Exercise goal ▸ Reproduce the entries in full and exactly. Pictures stay out.

[Items from a data source]
=-=-=-=-=

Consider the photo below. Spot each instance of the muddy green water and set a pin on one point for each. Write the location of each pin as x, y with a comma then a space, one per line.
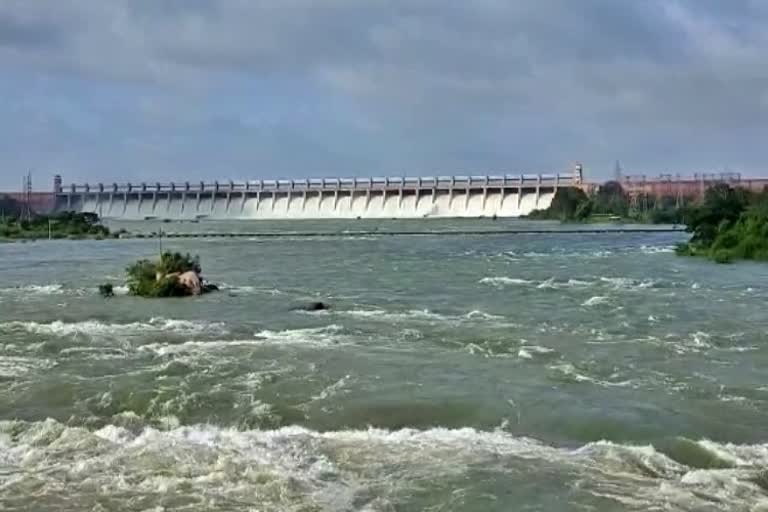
471, 373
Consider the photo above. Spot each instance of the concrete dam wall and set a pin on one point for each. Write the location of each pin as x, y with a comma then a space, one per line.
400, 198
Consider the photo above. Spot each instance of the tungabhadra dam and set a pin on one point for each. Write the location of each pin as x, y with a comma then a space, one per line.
336, 198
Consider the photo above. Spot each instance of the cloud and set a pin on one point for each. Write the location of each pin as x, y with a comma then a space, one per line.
143, 89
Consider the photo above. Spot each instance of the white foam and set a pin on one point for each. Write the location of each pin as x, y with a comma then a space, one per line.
36, 289
657, 249
531, 351
274, 469
626, 283
13, 367
381, 314
333, 389
502, 281
97, 328
596, 301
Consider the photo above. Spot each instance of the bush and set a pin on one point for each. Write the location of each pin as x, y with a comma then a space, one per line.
154, 279
729, 225
106, 290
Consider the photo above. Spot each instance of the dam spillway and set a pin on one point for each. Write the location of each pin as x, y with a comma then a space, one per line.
335, 198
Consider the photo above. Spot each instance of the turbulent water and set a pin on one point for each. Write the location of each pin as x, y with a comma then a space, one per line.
481, 373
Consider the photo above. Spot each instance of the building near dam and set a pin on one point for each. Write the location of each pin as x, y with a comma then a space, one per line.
329, 198
350, 198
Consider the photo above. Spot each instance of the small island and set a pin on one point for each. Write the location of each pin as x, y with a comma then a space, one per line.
173, 275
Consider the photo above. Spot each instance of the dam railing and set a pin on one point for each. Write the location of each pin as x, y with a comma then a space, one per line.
313, 184
317, 198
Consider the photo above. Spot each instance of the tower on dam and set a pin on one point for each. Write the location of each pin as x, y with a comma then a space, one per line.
327, 198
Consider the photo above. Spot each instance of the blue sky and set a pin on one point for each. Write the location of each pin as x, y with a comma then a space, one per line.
145, 90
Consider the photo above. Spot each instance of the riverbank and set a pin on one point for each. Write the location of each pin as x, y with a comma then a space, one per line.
588, 371
67, 225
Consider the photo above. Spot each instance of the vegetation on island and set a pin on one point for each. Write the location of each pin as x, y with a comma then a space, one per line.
728, 224
15, 226
173, 275
609, 202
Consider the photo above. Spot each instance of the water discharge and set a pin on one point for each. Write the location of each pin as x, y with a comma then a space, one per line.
547, 372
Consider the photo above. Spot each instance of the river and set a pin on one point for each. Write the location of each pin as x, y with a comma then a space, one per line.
543, 372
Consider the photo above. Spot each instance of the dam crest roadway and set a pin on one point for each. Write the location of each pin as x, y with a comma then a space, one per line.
322, 198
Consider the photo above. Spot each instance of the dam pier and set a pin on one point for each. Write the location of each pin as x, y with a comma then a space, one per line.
323, 198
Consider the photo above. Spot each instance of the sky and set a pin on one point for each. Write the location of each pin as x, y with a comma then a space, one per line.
147, 90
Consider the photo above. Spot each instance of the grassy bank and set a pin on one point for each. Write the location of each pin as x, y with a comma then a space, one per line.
610, 203
60, 226
729, 224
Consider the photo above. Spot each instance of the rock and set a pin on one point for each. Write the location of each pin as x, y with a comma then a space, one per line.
191, 281
314, 306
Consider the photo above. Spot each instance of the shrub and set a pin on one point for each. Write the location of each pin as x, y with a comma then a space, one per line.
106, 290
160, 278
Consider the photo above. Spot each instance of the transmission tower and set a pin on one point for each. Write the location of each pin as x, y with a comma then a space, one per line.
26, 212
617, 172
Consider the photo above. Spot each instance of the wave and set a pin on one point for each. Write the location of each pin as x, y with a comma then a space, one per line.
552, 283
657, 249
423, 315
596, 301
327, 336
15, 366
501, 281
248, 289
628, 283
35, 289
285, 468
569, 372
531, 351
97, 328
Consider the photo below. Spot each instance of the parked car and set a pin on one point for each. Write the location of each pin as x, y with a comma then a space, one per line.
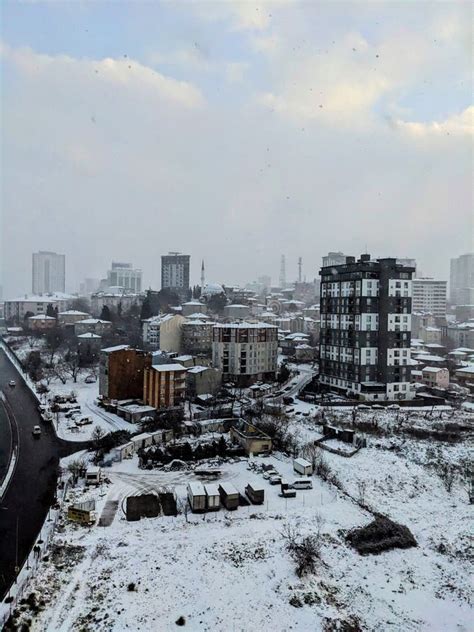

=-=-=-=-=

Exercise output ▸
Consider the photo below. Spot each instance of the muddy green water and set a pin on one point for each. Write the location of each pin as x, y with a comma then a space, one per line.
471, 373
Consider the photo above. Spot each instance of the concrete dam wall and set a pin on one point for each. Write the location of each pin as x, y with a comma then a space, one per line.
400, 198
Consider the photo above. Spot each instance of the tungabhadra dam and set a pin on one point for each. Write the location of each pin as x, y with a comma then a space, one per line.
336, 198
Consider the photo above. Spot each instance of the cloud and set a pin on one point for each. Write the location of each pin as x, y with a comma then a space, one per line.
143, 89
Consider the photo above. Spot each instance of the white foam and set a pin on one point for each. Write the location of each pin as x, y with a comma then a space, one per line.
36, 289
657, 249
531, 351
274, 469
626, 283
13, 367
381, 314
333, 389
502, 281
97, 328
596, 301
Consider the photo above. Spot each instance of the bush and set a pin on one point for each. Write the location of each pin as x, y with a comma then a space, one per line.
154, 279
729, 225
106, 290
Consider the photo above. Spot each instance of the dam spillway and set a pin on one point for each. Write the location of each pin as x, y with a comma then a space, one per line.
335, 198
Consider the photo above. Spot each instance of the turbulent water and set a pin on one point for each. Write the location of each pin as x, y with a comma then a space, one per line.
481, 373
Consider the photo above. Spot each instance of the building near dam and set a pin on one point for each. Write the location of each pin as x, y with a comma then a space, one per line.
329, 198
350, 198
Consider the photo above. Spot each instance of the small island and set a pin on one point for each. Write the location of each pin as x, y with a comma then a space, one per line.
173, 275
Consider the photo above. Spot each instance of the dam railing and set a pin on one point for each. Write the location of each pin as x, y with a comma then a space, one per line.
313, 184
317, 198
Consider the photo above. Spot each instance of the tower on dam and set a pin on one point for each. Write the location of each pin as x, y with a comma then a space, one per line.
327, 198
Consider the photo above. Spot each instance of the blue sky and set a pin on one point for each. Write the location of each pin as x, y with a comma then a space, one per line.
145, 90
Consider the photo above. Spot each instance of the riverbank and set a pin on one point for each. Write the location of each pin as x, y with a comma then a space, one per line.
588, 371
67, 225
Consider the photo above. Spot each instance of the vegetation on island and set a pin on one point for each. Write the location of each pin as x, y with a comma then a space, one per line.
728, 224
15, 226
173, 275
609, 202
Consider the photo above. Spot each instance of the water discharge and set a pin on one point for each. Write the location of each pin as x, y with a comma then a space, one per line.
547, 372
Consider the photo above. Spot each instance of the river and set a pin on one point for each. Write the location of each pin as x, y with a comma then a space, one per line.
543, 372
Consider the photo above. Spot each instance of the dam crest roadway and set a pin on one point for each. Write the location of each pin as x, y with a comma then a space, one per line.
322, 198
Consider the photo above. Spot each instance of the dam pier and set a pin on one point for each. Write the location of each pin as x, y with a comma then a space, one per line.
323, 198
Consider the photo above. Spot each instance of the sky and set a pin on one point for each. Write the location of each pin as x, y with a comma then a space, one per line.
147, 90
Consider the photo above. Spot each instance of the grassy bank and set a pin on one point for each. Write the location of each pin as x, y with a comma then a space, one per line.
610, 203
60, 226
729, 224
Consider the photo above. Spot each instance of the rock and set a pin on one point for each. Write the location of each pin as x, y with a comma then a space, one per line.
191, 281
314, 306
Consider the photo above. Spot each instance of the shrub and set a pin on one point for each. Write the location of each pin as x, y with a comma then a space, one per line.
106, 290
160, 278
Consider the photo above. Spot each instance of the transmission tower and set a pin on one point for each. Write the location of each pin as x, y with a comma then a space, one per line.
26, 212
617, 172
Consider the photo above. Spot each instance of the wave and set a pin on one point for each. Write the location of each pin as x, y with a comma then a space, one per line.
552, 283
657, 249
423, 315
596, 301
327, 336
15, 366
501, 281
248, 289
628, 283
35, 289
285, 468
569, 372
531, 351
97, 328
Consider the photo below. Spot each instance of the parked car and set a pin on one point for each. Write the location of each pin as x, y with a comma then a space, one per line.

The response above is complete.